(Entries from a dataset)
--*--

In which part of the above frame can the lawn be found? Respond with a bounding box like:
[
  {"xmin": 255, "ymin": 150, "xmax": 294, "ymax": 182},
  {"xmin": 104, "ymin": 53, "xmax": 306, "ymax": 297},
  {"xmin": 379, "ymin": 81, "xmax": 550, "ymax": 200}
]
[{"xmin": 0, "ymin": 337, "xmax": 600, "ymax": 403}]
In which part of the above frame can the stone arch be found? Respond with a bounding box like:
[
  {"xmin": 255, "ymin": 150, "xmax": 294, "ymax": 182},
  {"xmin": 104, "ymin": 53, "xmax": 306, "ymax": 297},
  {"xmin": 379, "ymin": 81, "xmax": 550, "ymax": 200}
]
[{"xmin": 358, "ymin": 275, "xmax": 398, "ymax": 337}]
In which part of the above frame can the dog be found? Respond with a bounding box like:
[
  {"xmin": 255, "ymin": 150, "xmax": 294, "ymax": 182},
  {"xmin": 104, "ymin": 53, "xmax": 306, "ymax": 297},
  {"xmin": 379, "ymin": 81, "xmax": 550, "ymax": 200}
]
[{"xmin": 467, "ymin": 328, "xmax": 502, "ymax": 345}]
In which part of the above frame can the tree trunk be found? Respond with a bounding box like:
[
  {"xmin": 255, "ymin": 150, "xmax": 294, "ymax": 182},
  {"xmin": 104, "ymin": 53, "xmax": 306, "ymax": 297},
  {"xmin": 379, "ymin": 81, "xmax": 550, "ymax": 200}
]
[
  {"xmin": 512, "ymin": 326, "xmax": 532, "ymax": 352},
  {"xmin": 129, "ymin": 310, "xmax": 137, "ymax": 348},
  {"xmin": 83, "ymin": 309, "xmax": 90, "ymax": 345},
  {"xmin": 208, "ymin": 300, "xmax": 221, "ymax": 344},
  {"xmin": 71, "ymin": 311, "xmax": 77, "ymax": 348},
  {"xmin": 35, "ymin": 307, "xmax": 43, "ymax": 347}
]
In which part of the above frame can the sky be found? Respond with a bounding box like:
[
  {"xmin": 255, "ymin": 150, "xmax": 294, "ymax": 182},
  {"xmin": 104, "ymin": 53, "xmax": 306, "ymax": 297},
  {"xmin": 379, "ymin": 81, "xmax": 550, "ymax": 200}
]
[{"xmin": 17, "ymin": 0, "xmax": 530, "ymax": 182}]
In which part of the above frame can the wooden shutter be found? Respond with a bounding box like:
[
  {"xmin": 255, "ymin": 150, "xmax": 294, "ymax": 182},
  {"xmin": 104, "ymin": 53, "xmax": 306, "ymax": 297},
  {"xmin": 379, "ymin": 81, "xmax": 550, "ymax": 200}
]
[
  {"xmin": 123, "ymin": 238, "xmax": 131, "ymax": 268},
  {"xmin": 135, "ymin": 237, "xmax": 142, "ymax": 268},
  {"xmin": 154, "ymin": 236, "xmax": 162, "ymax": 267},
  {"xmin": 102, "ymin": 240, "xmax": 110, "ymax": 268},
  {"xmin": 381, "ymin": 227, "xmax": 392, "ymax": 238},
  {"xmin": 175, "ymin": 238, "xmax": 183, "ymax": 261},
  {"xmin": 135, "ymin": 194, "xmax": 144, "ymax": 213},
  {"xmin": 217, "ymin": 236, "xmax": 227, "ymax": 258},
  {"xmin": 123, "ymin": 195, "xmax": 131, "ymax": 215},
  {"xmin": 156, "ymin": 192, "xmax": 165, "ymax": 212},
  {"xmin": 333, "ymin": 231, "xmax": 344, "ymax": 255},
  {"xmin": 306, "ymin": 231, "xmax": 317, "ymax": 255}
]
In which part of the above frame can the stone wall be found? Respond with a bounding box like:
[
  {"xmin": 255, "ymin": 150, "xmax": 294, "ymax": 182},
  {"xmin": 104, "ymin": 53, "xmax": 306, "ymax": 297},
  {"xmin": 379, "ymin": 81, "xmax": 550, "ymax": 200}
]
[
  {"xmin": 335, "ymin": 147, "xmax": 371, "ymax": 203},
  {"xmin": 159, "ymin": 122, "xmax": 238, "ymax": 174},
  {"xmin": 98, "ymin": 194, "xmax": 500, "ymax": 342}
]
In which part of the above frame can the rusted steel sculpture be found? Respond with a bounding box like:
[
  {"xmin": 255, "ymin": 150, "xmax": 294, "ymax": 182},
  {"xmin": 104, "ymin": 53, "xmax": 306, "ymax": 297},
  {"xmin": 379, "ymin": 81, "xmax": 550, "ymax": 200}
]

--*--

*Given task*. Rewrite the data above, switching "frame" to "image" everywhere it appears and leaving everything else unchanged.

*Written solution*.
In which part of the above image can the lawn be found? Respond with a bounding box like:
[
  {"xmin": 255, "ymin": 150, "xmax": 294, "ymax": 182},
  {"xmin": 104, "ymin": 53, "xmax": 306, "ymax": 297},
  {"xmin": 379, "ymin": 81, "xmax": 550, "ymax": 200}
]
[{"xmin": 0, "ymin": 337, "xmax": 600, "ymax": 403}]
In which part of the above image can the stone arch be found? Respond with a bounding box like:
[
  {"xmin": 255, "ymin": 150, "xmax": 294, "ymax": 182},
  {"xmin": 104, "ymin": 53, "xmax": 306, "ymax": 297},
  {"xmin": 379, "ymin": 81, "xmax": 550, "ymax": 200}
]
[{"xmin": 358, "ymin": 275, "xmax": 398, "ymax": 337}]
In which part of the above image can the dog be found? Respond with a bounding box like:
[
  {"xmin": 255, "ymin": 150, "xmax": 294, "ymax": 182},
  {"xmin": 104, "ymin": 53, "xmax": 306, "ymax": 297},
  {"xmin": 379, "ymin": 81, "xmax": 550, "ymax": 200}
]
[{"xmin": 467, "ymin": 328, "xmax": 502, "ymax": 345}]
In which part of the above image can the tree trunk be found? Respond with a bounding box like:
[
  {"xmin": 255, "ymin": 150, "xmax": 294, "ymax": 182},
  {"xmin": 104, "ymin": 53, "xmax": 306, "ymax": 297},
  {"xmin": 379, "ymin": 81, "xmax": 550, "ymax": 200}
]
[
  {"xmin": 512, "ymin": 326, "xmax": 532, "ymax": 352},
  {"xmin": 129, "ymin": 310, "xmax": 137, "ymax": 348},
  {"xmin": 83, "ymin": 309, "xmax": 90, "ymax": 345},
  {"xmin": 208, "ymin": 300, "xmax": 221, "ymax": 344},
  {"xmin": 71, "ymin": 311, "xmax": 77, "ymax": 348},
  {"xmin": 35, "ymin": 307, "xmax": 43, "ymax": 347}
]
In which part of the above image can the sky be found? Respond with a bounding box like:
[
  {"xmin": 255, "ymin": 150, "xmax": 294, "ymax": 182},
  {"xmin": 104, "ymin": 53, "xmax": 306, "ymax": 297},
  {"xmin": 379, "ymin": 81, "xmax": 550, "ymax": 200}
]
[{"xmin": 17, "ymin": 0, "xmax": 530, "ymax": 182}]
In which part of the above image can the wooden shutter be found? Respond with a bounding box like:
[
  {"xmin": 255, "ymin": 150, "xmax": 294, "ymax": 182},
  {"xmin": 104, "ymin": 53, "xmax": 306, "ymax": 297},
  {"xmin": 379, "ymin": 81, "xmax": 550, "ymax": 200}
]
[
  {"xmin": 123, "ymin": 238, "xmax": 131, "ymax": 268},
  {"xmin": 135, "ymin": 237, "xmax": 142, "ymax": 268},
  {"xmin": 154, "ymin": 236, "xmax": 162, "ymax": 267},
  {"xmin": 102, "ymin": 240, "xmax": 110, "ymax": 268},
  {"xmin": 381, "ymin": 227, "xmax": 392, "ymax": 238},
  {"xmin": 175, "ymin": 238, "xmax": 183, "ymax": 261},
  {"xmin": 135, "ymin": 194, "xmax": 144, "ymax": 213},
  {"xmin": 217, "ymin": 236, "xmax": 227, "ymax": 258},
  {"xmin": 123, "ymin": 195, "xmax": 131, "ymax": 215},
  {"xmin": 156, "ymin": 192, "xmax": 165, "ymax": 212},
  {"xmin": 333, "ymin": 231, "xmax": 344, "ymax": 255},
  {"xmin": 306, "ymin": 231, "xmax": 317, "ymax": 255}
]
In which part of the above image can the stone wall be found? Respond with a bounding box like:
[
  {"xmin": 255, "ymin": 150, "xmax": 294, "ymax": 182},
  {"xmin": 104, "ymin": 53, "xmax": 306, "ymax": 297},
  {"xmin": 379, "ymin": 81, "xmax": 550, "ymax": 200}
]
[
  {"xmin": 335, "ymin": 147, "xmax": 371, "ymax": 203},
  {"xmin": 159, "ymin": 122, "xmax": 238, "ymax": 174},
  {"xmin": 98, "ymin": 194, "xmax": 500, "ymax": 342}
]
In which part of the above image can the rusted steel sculpture be found? Respond with a bounding box like:
[
  {"xmin": 255, "ymin": 150, "xmax": 294, "ymax": 182},
  {"xmin": 104, "ymin": 53, "xmax": 306, "ymax": 297},
  {"xmin": 379, "ymin": 81, "xmax": 550, "ymax": 200}
]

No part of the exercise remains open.